Aim of the task
Copy out the lines of the records below, from the line with "the white line" up to and including the line with "pixel 671 475", word for word.

(Dataset records)
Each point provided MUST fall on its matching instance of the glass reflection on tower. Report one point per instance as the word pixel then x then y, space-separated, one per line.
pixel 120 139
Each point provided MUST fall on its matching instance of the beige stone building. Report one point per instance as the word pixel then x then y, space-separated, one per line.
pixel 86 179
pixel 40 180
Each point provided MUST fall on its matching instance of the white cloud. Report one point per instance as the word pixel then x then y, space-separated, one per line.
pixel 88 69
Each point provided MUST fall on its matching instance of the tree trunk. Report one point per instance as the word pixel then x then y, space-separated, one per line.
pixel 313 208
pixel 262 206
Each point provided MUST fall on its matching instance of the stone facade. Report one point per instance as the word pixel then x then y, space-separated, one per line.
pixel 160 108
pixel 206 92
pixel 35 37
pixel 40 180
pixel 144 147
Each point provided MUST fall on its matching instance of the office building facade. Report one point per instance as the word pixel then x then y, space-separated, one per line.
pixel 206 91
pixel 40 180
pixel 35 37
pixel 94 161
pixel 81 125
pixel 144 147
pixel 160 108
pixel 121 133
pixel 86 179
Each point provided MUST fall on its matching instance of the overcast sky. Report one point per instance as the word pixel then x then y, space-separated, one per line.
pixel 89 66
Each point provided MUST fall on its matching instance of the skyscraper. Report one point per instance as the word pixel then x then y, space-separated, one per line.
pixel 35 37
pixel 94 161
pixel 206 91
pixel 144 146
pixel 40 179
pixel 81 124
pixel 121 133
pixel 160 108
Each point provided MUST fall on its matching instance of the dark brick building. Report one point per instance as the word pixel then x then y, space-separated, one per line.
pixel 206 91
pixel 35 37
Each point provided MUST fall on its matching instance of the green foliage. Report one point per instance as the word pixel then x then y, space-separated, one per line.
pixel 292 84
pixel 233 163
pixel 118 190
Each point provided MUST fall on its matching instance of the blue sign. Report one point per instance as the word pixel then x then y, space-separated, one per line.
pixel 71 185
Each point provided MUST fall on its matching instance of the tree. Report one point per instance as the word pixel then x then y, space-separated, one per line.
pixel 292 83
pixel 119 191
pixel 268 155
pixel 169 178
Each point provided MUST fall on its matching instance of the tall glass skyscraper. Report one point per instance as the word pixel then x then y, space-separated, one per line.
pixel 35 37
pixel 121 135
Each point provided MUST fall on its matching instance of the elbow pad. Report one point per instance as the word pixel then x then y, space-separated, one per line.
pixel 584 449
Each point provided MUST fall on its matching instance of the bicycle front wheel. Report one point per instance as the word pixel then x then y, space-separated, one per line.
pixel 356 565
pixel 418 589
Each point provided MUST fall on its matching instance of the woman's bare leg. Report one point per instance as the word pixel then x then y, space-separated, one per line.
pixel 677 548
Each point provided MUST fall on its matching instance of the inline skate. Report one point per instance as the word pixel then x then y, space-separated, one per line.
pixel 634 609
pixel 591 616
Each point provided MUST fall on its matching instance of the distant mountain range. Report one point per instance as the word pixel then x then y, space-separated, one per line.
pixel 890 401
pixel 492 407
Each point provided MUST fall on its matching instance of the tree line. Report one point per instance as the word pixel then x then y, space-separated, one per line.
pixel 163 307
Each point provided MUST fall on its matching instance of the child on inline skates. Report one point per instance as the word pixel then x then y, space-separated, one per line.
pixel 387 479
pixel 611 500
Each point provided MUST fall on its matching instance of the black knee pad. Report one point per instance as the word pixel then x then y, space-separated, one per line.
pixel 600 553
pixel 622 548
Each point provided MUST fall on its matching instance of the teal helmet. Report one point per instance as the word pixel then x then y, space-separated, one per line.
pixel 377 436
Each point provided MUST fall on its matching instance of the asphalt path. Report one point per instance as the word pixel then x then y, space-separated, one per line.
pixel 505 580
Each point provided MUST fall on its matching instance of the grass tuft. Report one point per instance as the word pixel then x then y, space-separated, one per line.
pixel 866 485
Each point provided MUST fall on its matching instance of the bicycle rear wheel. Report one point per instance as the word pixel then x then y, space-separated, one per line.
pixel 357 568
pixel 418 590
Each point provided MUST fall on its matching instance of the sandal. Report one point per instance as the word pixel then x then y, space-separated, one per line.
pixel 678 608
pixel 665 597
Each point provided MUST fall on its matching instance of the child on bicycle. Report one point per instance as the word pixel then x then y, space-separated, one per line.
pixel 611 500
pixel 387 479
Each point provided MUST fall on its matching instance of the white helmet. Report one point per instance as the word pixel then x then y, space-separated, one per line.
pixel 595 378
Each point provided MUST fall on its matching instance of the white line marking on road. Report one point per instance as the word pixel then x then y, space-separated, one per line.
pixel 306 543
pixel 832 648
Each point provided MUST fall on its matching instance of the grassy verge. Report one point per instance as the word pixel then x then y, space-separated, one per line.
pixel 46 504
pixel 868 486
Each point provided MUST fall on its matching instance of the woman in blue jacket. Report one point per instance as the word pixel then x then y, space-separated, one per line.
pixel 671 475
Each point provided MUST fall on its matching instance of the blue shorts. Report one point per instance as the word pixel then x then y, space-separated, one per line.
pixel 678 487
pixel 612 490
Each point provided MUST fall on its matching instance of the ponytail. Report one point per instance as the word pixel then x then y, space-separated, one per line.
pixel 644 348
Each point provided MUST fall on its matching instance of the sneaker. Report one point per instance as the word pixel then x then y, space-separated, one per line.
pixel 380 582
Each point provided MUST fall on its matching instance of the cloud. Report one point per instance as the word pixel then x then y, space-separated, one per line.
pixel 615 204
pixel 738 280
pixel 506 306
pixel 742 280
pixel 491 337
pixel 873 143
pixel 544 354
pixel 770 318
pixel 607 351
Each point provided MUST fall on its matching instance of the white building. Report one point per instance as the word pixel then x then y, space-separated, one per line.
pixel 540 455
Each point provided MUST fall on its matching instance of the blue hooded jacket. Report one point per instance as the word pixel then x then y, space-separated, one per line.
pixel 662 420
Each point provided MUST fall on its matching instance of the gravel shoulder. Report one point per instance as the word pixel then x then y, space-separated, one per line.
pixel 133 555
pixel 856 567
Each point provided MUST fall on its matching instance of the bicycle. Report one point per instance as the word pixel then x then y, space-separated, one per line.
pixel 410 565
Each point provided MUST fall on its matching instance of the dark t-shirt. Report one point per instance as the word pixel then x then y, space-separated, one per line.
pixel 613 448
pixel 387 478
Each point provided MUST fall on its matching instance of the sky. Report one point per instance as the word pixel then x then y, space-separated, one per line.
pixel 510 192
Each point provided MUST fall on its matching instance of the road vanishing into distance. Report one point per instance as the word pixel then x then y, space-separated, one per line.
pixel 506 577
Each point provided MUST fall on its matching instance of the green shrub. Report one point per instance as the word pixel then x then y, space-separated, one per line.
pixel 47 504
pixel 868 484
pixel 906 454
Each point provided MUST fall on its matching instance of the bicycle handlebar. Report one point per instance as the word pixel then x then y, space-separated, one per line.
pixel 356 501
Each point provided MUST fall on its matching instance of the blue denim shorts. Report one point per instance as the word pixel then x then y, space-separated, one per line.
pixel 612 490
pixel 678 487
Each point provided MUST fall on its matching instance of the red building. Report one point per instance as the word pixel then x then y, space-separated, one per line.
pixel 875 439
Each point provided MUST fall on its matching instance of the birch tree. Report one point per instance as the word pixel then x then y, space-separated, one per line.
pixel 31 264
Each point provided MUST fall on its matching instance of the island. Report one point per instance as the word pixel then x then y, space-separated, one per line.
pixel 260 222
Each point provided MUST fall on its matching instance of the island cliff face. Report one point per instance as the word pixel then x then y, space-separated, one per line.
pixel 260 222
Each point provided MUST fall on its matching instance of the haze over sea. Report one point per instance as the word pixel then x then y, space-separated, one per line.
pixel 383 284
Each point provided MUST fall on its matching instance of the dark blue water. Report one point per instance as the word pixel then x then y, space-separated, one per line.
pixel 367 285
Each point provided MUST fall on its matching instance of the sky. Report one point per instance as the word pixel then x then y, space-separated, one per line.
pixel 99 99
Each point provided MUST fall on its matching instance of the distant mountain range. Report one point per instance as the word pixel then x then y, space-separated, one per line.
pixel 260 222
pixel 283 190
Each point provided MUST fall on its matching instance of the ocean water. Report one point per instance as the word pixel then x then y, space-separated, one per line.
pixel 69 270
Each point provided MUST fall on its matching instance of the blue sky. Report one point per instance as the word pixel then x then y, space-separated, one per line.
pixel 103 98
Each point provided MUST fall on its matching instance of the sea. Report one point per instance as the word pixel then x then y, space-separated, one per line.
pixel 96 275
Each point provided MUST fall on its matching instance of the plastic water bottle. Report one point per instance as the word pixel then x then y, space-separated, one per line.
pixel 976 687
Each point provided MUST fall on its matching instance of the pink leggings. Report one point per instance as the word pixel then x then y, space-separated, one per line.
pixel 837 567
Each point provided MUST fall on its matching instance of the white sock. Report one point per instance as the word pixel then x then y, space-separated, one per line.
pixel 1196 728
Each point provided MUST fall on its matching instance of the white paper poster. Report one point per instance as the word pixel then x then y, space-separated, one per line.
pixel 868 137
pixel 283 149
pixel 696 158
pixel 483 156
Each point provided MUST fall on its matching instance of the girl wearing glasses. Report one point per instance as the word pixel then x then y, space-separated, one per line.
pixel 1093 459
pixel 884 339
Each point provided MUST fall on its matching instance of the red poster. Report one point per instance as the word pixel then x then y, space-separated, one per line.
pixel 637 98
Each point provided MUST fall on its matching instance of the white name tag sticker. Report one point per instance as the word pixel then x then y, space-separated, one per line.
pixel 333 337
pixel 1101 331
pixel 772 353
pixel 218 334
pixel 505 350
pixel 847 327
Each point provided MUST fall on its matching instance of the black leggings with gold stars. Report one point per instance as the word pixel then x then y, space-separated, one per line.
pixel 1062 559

Exercise output
Each point provided MUST fall on its matching instance of the white line marking on road. Report one point per instance as the word pixel then x then y, space-separated, one per line.
pixel 306 543
pixel 832 648
Each point provided MUST fall on its matching instance of the grassy verge. Report one point per instance as the word pixel then x then y, space-separated, one per line.
pixel 46 504
pixel 868 486
Each point provided MUST fall on its matching instance of the woman in blue jacket. Report one point per instance as the word pixel then x then y, space-separated, one per line.
pixel 671 475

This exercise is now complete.